Given text:
# F30 Euro Delivery Options Invoice Prices?



## myn (Jan 4, 2007)

I've noticed bmwconfig.com is using the USA MSRP price for their options pricing instead of European invoice prices on the F30.

I was wondering if there was a resource or general guide/rule that would give the invoice price?

I'm getting my RIZZO Method Fax sheet ready and want to make sure my option prices are at the Euro Invoice price.

Thanks.


----------



## dencoop (Aug 17, 2005)

myn said:


> I've noticed bmwconfig.com is using the USA MSRP price for their options pricing instead of European invoice prices on the F30.
> 
> I was wondering if there was a resource or general guide/rule that would give the invoice price?
> 
> ...


Simply take the US total MSRP then times that by .93 and then times the result by .93 again and you will get to within a few hundred of the ED Invoice.


----------



## 3ismagic# (Mar 17, 2011)

Options are .91 of US Msrp


----------



## palermo22 (Jan 3, 2012)

myn said:


> I've noticed bmwconfig.com is using the USA MSRP price for their options pricing instead of European invoice prices on the F30.
> 
> I was wondering if there was a resource or general guide/rule that would give the invoice price?
> 
> ...


Maybe I am not quite understanding the question but when I go to BMWconfig.com - and go to either USA or ED - it gives both the MSRP and the invoice prices.


----------



## palermo22 (Jan 3, 2012)

dencoop said:


> Simply take the US total MSRP then times that by .93 and then times the result by .93 again and you will get to within a few hundred of the ED Invoice.


So are you saying that if I come up with an MSRP of $46,000 for USA delivery - if I take that amount and multiply it by a factor of .93 twice ($39785) - that would be the ED invoice? So if a dealer charged me $500 over invoice then I would pay approximately $40,300???


----------



## divz (Jan 18, 2012)

My dealer just gave me 7% off the US total MSRP. But if the .93 rule stated above is correct, I'm paying way over the ED invoice grrrr


----------



## 3ismagic# (Mar 17, 2011)

divz said:


> My dealer just gave me 7% off the US total MSRP. But if the .93 rule stated above is correct, I'm paying way over the ED invoice grrrr


Yes you are over paying.

From what seems to be the experience of festers from Houston, the dealers there are terrible when it comes to ED pricing.


----------



## gator15 (Jan 6, 2012)

Stated exercise 1: Extract every line of the listing below word for word, leaving out the pictures.
The listing that comes next has no connection to the forum thread.

Source material:
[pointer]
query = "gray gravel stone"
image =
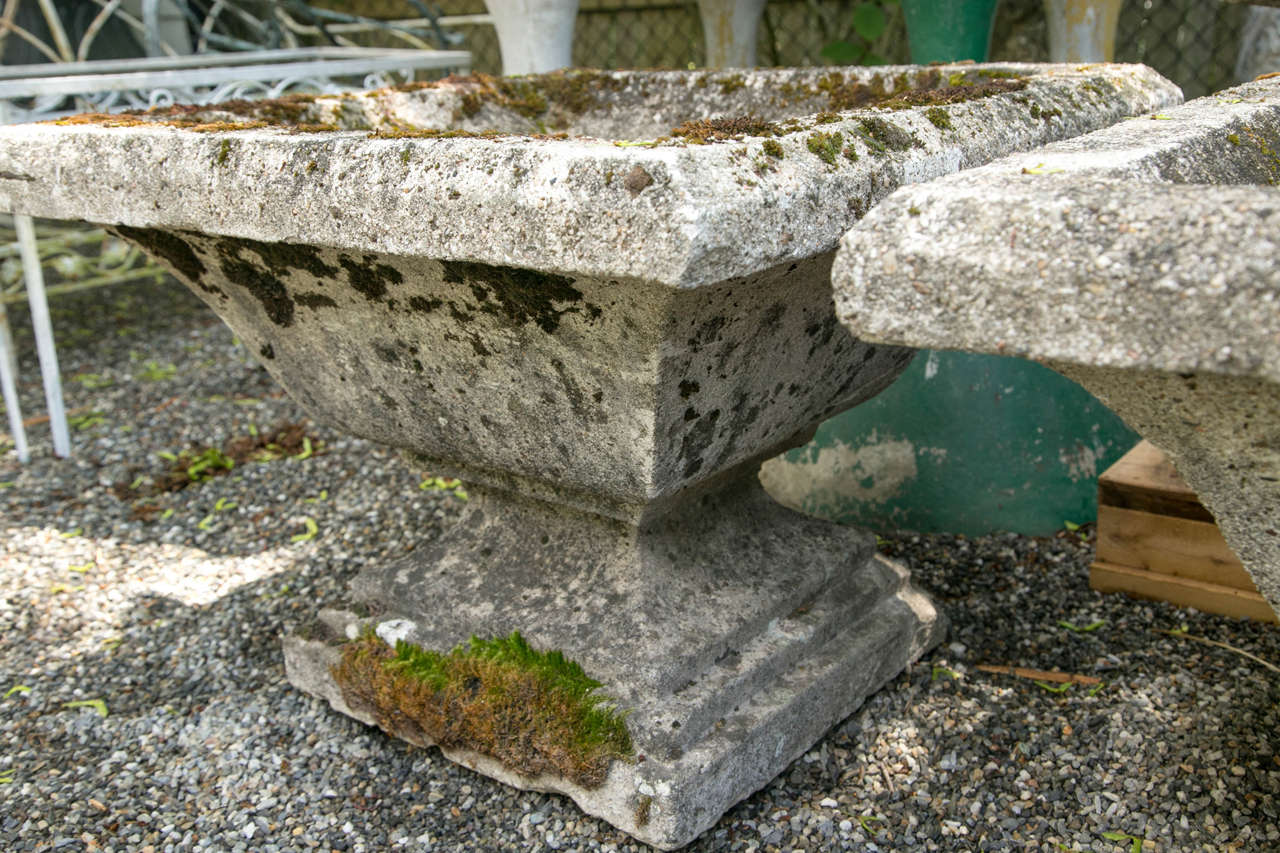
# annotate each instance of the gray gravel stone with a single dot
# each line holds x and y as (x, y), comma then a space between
(201, 728)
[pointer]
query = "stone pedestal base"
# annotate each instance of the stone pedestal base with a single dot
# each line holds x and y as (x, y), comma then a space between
(734, 633)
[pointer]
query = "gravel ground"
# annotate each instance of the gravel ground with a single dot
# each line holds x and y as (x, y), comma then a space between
(172, 620)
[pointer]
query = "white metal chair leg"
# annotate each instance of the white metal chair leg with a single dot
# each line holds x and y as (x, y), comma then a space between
(44, 328)
(9, 386)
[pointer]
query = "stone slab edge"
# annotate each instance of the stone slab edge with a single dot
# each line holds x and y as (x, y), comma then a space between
(1104, 250)
(707, 214)
(722, 770)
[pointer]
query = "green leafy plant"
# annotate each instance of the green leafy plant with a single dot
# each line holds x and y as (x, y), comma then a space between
(202, 465)
(1054, 688)
(1134, 840)
(867, 24)
(443, 484)
(867, 821)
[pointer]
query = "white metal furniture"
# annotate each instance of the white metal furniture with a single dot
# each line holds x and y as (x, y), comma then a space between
(49, 91)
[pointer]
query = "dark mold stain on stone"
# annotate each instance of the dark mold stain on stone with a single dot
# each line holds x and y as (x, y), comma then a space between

Stated exercise 2:
Answer these questions from the forum thread on F30 Euro Delivery invoice prices:
(a) Which website does myn say uses the USA MSRP for options pricing?
(b) According to 3ismagic#, what fraction of US MSRP are options?
(c) What discount did divz's dealer give?

Exercise answer 1:
[pointer]
query = "gray gravel stone"
image =
# annotate each instance of the gray gravel stone with a single dot
# each line holds x and y as (x, y), comma then a space between
(201, 728)
[pointer]
query = "stone pedestal base"
# annotate each instance of the stone pedestal base with a single dot
# each line holds x and y as (x, y), comma then a space between
(734, 633)
[pointer]
query = "gravel ground"
# annotate each instance of the gravel ground with a single dot
# each line holds x and y as (x, y), comma then a space between
(172, 620)
[pointer]
query = "white metal chair leg"
# annotate each instance of the white metal chair leg with a single dot
# each line holds x and y as (x, y), comma then a space between
(44, 328)
(9, 386)
[pointer]
query = "stone slab edge"
# annotate each instance of the stone slab edge with a single dot
# each line holds x and y as (x, y), comma then a space between
(1104, 250)
(707, 214)
(722, 770)
[pointer]
query = "green leafy plant"
# annotate each instance of the green leafy plant with a single dot
# each line holds x and y as (x, y), comma then a space between
(202, 465)
(1054, 688)
(1134, 840)
(867, 24)
(443, 484)
(867, 821)
[pointer]
query = "white metal furniture"
# annotate each instance of the white metal furniture with a single dot
# each line holds x and y as (x, y), comma then a space between
(49, 91)
[pointer]
query = "dark mold stain on stone"
# annotate each instance of the dark mold stain on stone with a single dot
# each line holds x and y as (x, y), comma then a space between

Exercise answer 2:
(a) bmwconfig.com
(b) .91 of US MSRP
(c) 7% off the US total MSRP